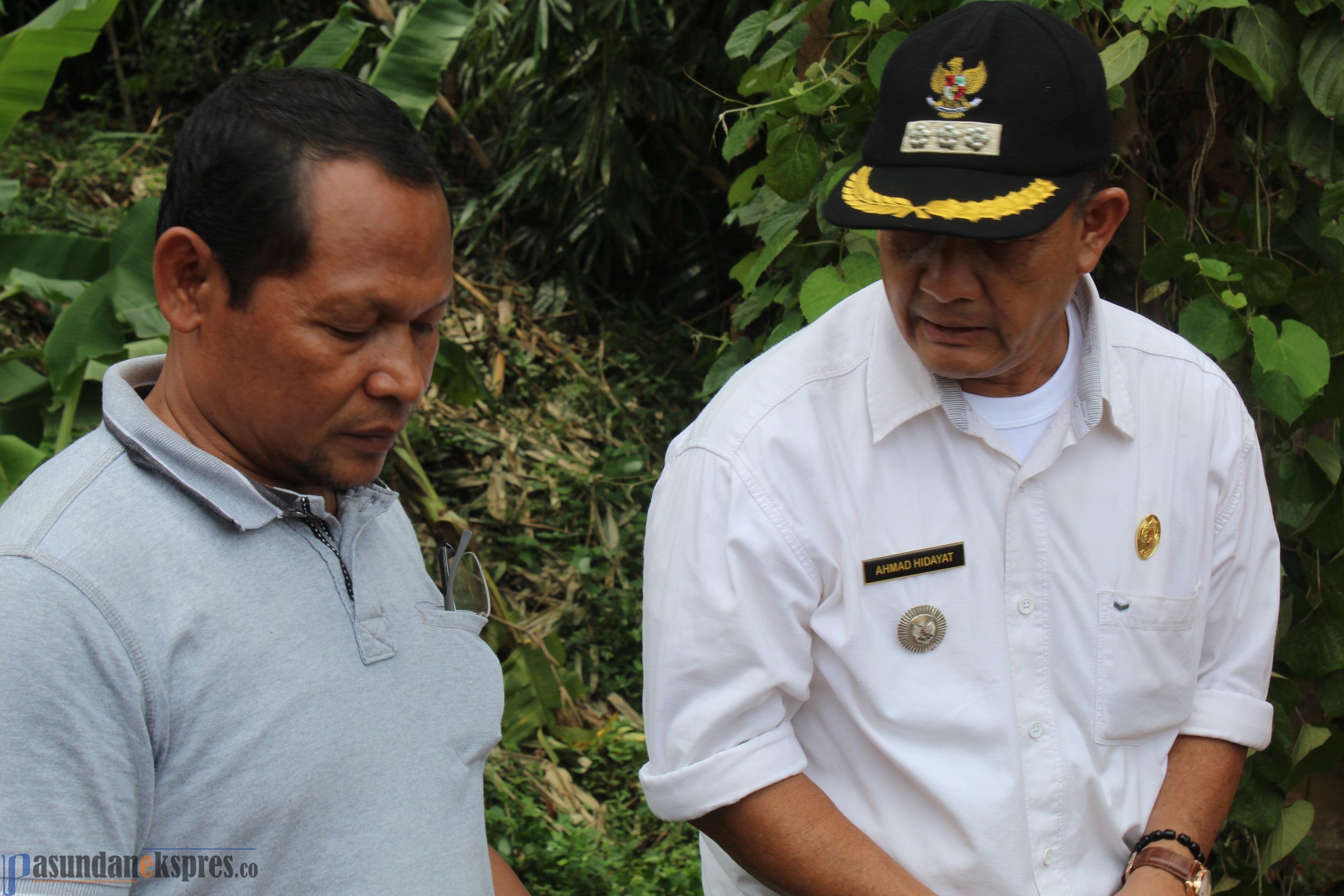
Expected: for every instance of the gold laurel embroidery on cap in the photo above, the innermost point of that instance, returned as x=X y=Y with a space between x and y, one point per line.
x=953 y=85
x=860 y=196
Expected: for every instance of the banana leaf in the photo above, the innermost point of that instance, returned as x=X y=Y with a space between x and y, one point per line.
x=30 y=57
x=335 y=44
x=416 y=58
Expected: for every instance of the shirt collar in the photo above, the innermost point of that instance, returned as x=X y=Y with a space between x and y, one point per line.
x=901 y=387
x=219 y=488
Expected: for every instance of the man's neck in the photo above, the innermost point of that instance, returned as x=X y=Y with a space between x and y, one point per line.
x=1031 y=374
x=172 y=402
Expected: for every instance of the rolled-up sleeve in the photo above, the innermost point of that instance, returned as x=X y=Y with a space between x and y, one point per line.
x=728 y=648
x=1238 y=649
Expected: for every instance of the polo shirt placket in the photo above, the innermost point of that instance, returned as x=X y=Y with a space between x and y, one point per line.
x=193 y=672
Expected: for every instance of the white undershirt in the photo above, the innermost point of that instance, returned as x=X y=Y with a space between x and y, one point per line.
x=1022 y=419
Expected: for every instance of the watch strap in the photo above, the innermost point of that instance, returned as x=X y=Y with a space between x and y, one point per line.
x=1183 y=867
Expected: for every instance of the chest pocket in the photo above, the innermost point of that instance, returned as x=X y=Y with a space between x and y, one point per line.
x=1147 y=664
x=469 y=686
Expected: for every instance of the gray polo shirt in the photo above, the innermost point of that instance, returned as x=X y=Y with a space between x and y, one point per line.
x=183 y=672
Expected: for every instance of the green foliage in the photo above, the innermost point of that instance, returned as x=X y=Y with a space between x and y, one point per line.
x=423 y=46
x=596 y=125
x=32 y=54
x=1245 y=262
x=335 y=45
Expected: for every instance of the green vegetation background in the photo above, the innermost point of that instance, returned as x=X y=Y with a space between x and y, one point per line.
x=636 y=187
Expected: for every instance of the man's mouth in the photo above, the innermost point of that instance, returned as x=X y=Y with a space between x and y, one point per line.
x=948 y=333
x=377 y=440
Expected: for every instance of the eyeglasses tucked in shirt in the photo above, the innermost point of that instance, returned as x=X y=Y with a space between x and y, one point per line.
x=463 y=578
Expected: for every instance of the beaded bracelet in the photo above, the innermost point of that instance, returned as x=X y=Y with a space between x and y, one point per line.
x=1152 y=837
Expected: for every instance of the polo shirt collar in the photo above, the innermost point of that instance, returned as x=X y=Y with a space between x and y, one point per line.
x=901 y=387
x=219 y=488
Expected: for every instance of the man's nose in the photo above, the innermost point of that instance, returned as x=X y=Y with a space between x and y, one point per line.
x=400 y=370
x=949 y=272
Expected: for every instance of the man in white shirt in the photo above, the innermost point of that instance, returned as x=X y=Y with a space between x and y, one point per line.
x=971 y=586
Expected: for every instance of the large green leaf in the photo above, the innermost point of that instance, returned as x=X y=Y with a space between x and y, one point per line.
x=133 y=270
x=1321 y=66
x=18 y=381
x=59 y=256
x=791 y=170
x=1315 y=647
x=1241 y=65
x=828 y=287
x=18 y=460
x=1120 y=59
x=1288 y=833
x=772 y=250
x=335 y=44
x=748 y=35
x=8 y=193
x=87 y=330
x=416 y=58
x=1319 y=300
x=1308 y=739
x=1257 y=804
x=49 y=289
x=1263 y=37
x=1211 y=327
x=1314 y=141
x=457 y=375
x=32 y=56
x=1299 y=352
x=740 y=136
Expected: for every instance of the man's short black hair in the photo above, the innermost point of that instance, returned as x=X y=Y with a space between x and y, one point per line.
x=1097 y=182
x=238 y=168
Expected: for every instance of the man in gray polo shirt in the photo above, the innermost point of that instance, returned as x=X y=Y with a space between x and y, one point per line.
x=225 y=668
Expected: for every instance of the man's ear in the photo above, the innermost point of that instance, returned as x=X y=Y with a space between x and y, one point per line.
x=188 y=281
x=1100 y=220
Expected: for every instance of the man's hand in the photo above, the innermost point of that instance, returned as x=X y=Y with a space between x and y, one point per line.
x=506 y=882
x=1202 y=775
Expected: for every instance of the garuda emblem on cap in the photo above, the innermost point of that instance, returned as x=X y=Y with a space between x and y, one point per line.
x=951 y=85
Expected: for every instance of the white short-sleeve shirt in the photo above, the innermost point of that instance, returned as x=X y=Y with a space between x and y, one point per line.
x=1023 y=753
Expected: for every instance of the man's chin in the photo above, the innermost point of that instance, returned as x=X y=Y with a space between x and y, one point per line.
x=958 y=363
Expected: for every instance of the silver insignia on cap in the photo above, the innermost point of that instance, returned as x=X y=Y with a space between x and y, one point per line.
x=964 y=138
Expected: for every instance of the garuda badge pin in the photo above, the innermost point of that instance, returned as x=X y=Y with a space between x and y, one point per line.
x=922 y=629
x=952 y=85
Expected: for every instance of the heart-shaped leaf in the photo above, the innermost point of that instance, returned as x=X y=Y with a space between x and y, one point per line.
x=827 y=287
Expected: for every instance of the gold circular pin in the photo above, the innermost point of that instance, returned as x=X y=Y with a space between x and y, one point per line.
x=1150 y=534
x=922 y=628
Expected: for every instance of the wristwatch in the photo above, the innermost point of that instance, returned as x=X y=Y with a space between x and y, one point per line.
x=1183 y=867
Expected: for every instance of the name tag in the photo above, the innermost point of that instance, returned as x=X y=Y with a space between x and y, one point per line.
x=917 y=562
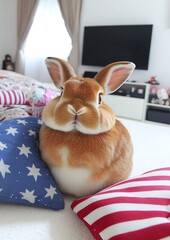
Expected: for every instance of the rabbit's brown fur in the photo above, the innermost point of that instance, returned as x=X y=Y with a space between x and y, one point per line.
x=84 y=145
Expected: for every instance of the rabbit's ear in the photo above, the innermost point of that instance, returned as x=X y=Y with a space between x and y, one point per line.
x=114 y=75
x=59 y=70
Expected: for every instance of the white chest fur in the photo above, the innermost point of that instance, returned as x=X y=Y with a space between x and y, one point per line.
x=74 y=180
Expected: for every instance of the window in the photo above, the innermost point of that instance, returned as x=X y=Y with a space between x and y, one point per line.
x=48 y=37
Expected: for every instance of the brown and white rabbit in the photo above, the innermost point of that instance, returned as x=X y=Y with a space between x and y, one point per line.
x=84 y=145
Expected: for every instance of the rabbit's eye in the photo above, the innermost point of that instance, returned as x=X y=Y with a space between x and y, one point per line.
x=61 y=88
x=100 y=98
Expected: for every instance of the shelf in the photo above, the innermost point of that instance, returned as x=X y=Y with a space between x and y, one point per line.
x=158 y=106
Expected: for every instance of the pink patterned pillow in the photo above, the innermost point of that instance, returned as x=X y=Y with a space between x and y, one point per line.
x=135 y=209
x=12 y=97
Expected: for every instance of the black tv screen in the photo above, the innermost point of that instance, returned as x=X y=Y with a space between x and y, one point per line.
x=106 y=44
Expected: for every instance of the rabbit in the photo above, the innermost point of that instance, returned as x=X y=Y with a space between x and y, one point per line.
x=86 y=148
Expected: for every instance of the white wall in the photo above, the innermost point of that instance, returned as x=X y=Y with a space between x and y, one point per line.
x=117 y=12
x=8 y=29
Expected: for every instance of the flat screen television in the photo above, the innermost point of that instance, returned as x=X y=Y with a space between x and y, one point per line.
x=106 y=44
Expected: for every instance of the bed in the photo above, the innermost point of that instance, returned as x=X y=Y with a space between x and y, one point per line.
x=20 y=221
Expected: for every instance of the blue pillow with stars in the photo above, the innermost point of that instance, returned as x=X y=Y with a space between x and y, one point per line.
x=24 y=177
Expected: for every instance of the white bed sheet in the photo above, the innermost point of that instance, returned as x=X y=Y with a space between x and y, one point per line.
x=151 y=150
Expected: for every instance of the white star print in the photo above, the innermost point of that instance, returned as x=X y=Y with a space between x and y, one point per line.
x=21 y=121
x=35 y=172
x=2 y=146
x=12 y=131
x=29 y=196
x=24 y=150
x=32 y=133
x=50 y=192
x=4 y=168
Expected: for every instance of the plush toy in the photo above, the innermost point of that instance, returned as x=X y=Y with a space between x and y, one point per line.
x=84 y=145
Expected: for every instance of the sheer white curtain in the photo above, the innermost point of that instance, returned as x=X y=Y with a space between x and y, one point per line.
x=48 y=37
x=71 y=12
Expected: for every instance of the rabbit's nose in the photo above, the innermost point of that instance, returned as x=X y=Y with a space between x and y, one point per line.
x=76 y=111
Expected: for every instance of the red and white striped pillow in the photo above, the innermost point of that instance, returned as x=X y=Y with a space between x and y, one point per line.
x=135 y=209
x=12 y=97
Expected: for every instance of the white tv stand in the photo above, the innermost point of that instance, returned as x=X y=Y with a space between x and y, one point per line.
x=130 y=101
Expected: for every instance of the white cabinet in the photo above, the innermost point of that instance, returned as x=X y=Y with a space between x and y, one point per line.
x=129 y=101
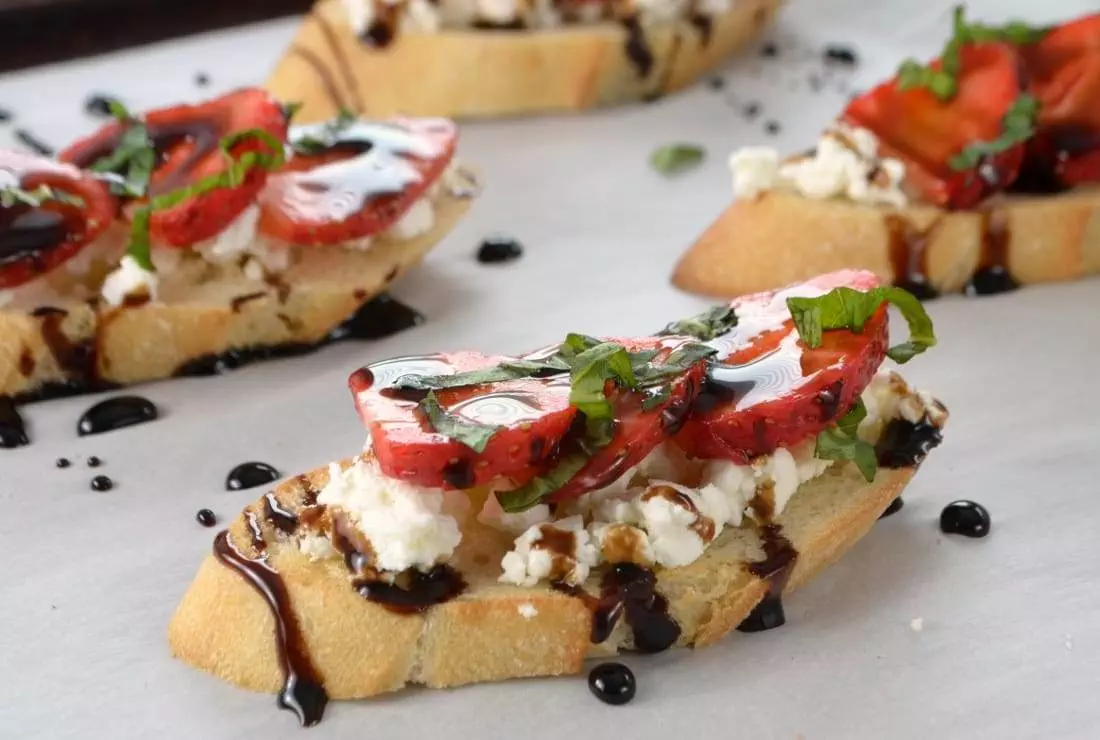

::::

TASK INSTRUCTIONS: With the pictures left out, copy exactly the lines from the line holding "Expected: for every instance of the rabbit's nose" through the final line of the records, including both.

ANSWER SECTION:
Expected: for every instance of the rabbit's nose in the photo above, the innermost point of that instance, returned as x=X y=Y with a space between x and y, one point per line.
x=76 y=111
Expected: for every instance of the red and white striped pillow in the photo above, the innermost point of that instance, returned as x=X y=Y with a space between x and y, one point per line.
x=135 y=209
x=12 y=97
Expected: for every instance of the white tv stand in the photo above, the innermost point of that instance, returned as x=X y=Y with a space between x and y, one point per line.
x=130 y=101
Expected: for every instance of the white cabinet in the photo above, the innermost point of that instance, returned as x=X y=Y with a space between x and y, one point per line.
x=129 y=101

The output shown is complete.